All endeavours to get the prohibition against the sale of the New Testament removed proved unavailing. Borrow’s great strength lay in the support he received from the British Minister, and, in all probability, this prevented his expulsion from Spain, which alone would have satisfied his enemies. At the request of Sir George Villiers, he drew up an account of the Bible Society and an exposition of its views, telling Count Ofalia, among other things, that “the mightiest of earthly monarchs, the late Alexander of Russia, was so convinced of the single-mindedness and integrity of the British and Foreign Bible Society, that he promoted their efforts within his own dominions to the utmost of his ability.” He pointed to the condition of Spain, which was “overspread with the thickest gloom of heathenish ignorance, beneath which the fiends and demons of the abyss seem to be holding their ghastly revels.” He described it as “a country in which all sense of right and wrong is forgotten . . . where the name of Jesus is scarcely ever mentioned but in blasphemy, and His precepts [are] almost utterly unknown . . . [where] the few who are enlightened are too much occupied in the pursuit of lucre, ambition, or ungodly revenge to entertain a desire or thought of bettering the moral state of their countrymen.” This report, in which Borrow confesses that he “made no attempts to flatter and cajole,” must have caused the British Minister some diplomatic embarrassment when he read it; but it seems to have been presented, although, as is scarcely surprising, it appears to have been ineffectual in causing to be removed the ban against which it was written as a protest.

- Information given -

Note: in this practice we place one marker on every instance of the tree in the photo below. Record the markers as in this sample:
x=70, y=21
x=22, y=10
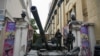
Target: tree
x=32, y=21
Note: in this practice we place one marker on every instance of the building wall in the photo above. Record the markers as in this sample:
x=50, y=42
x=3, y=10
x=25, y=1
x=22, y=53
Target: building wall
x=14, y=8
x=94, y=15
x=86, y=11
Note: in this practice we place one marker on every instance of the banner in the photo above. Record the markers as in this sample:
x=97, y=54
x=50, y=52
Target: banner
x=85, y=41
x=9, y=40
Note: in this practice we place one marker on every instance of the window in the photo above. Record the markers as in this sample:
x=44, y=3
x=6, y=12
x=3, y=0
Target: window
x=58, y=16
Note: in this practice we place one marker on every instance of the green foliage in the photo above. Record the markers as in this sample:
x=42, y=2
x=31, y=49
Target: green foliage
x=32, y=21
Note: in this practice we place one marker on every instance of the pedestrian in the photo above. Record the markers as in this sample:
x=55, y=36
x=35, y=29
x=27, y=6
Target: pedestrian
x=70, y=39
x=58, y=36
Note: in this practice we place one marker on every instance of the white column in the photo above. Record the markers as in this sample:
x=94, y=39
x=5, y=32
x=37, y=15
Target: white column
x=91, y=38
x=17, y=42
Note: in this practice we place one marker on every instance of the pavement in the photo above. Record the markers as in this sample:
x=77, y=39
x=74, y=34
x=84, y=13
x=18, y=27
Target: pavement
x=47, y=53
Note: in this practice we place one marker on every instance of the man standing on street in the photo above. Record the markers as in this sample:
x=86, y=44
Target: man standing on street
x=58, y=36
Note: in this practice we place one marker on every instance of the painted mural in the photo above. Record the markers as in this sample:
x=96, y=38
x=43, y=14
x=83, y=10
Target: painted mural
x=85, y=41
x=9, y=39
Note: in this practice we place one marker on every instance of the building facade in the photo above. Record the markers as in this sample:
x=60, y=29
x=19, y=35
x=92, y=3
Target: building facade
x=12, y=19
x=87, y=14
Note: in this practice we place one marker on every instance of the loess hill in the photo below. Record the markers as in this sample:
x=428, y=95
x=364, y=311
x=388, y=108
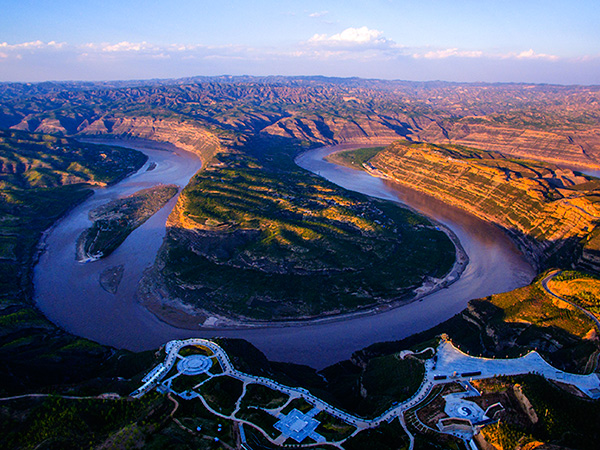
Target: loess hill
x=549, y=211
x=253, y=236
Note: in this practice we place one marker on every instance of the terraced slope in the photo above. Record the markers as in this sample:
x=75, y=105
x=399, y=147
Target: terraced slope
x=253, y=236
x=546, y=209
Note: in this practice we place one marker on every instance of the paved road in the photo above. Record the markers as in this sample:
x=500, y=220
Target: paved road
x=451, y=363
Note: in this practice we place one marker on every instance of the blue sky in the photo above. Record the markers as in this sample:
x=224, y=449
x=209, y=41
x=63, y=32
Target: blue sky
x=544, y=41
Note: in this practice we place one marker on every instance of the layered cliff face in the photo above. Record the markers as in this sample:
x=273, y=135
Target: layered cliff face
x=186, y=135
x=575, y=147
x=183, y=134
x=546, y=209
x=332, y=130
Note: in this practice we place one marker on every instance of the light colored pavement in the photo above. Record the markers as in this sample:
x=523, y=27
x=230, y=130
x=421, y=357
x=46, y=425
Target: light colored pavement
x=451, y=364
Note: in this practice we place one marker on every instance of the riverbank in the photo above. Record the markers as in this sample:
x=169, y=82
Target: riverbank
x=167, y=296
x=69, y=293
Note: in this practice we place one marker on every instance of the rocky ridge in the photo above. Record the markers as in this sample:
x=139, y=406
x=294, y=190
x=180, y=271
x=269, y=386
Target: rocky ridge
x=546, y=209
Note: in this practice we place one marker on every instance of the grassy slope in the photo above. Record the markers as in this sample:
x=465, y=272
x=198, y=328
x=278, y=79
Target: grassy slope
x=33, y=352
x=266, y=233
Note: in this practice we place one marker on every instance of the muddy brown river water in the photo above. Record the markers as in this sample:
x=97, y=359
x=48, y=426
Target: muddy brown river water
x=69, y=293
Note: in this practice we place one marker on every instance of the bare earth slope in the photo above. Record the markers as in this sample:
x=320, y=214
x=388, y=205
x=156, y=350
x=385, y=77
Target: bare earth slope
x=546, y=209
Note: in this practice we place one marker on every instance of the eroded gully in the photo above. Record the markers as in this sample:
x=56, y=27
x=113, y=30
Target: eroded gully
x=69, y=293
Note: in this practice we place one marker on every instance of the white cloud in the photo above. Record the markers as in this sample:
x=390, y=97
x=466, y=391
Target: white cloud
x=530, y=54
x=450, y=52
x=351, y=36
x=33, y=45
x=456, y=53
x=125, y=46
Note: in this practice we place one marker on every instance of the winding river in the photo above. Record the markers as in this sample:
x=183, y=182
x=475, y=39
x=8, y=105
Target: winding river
x=69, y=293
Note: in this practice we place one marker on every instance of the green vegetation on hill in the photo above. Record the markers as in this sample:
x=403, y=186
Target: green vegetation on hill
x=509, y=325
x=581, y=288
x=113, y=222
x=561, y=418
x=257, y=237
x=547, y=210
x=41, y=178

- Work request 1 -
Translate this sentence from the passage about Borrow into Spanish: "All endeavours to get the prohibition against the sale of the New Testament removed proved unavailing."
- Work request 2 -
Write what comes next in the passage about Borrow, picking up after its final sentence.
The listing comes from a source unrelated to the passage about Borrow.

- Response box 1 -
Todos los esfuerzos por conseguir que se levantara la prohibición de vender el Nuevo Testamento resultaron inútiles.

- Response box 2 -
The Prime Minister was in a peculiarly unpleasant position. On the one hand there was the British Minister using all his influence to get the prohibition rescinded; on the other hand were six bishops, including the primate, then resident in Madrid, and the greater part of the clergy. Count Ofalia applied for a copy of the Gipsy St Luke, and, seeing in this an opening for a personal appeal, Borrow determined to present the volume, specially and handsomely bound, in person, probably the last thing that Count Ofalia expected or desired. The interview produced nothing beyond the conviction in Borrow’s mind that Spain was ruled by a man who possessed the soul of a mouse. Borrow had been received “with great affability,” thanked for his present, urged to be patient and peaceable, assured of the enmity of the clergy, and promised that an endeavour should be made to devise some plan that would be satisfactory to him. The two then “parted in kindness,” and as he walked away from the palace, Borrow wondered “by what strange chance this poor man had become Prime Minister of a country like Spain.”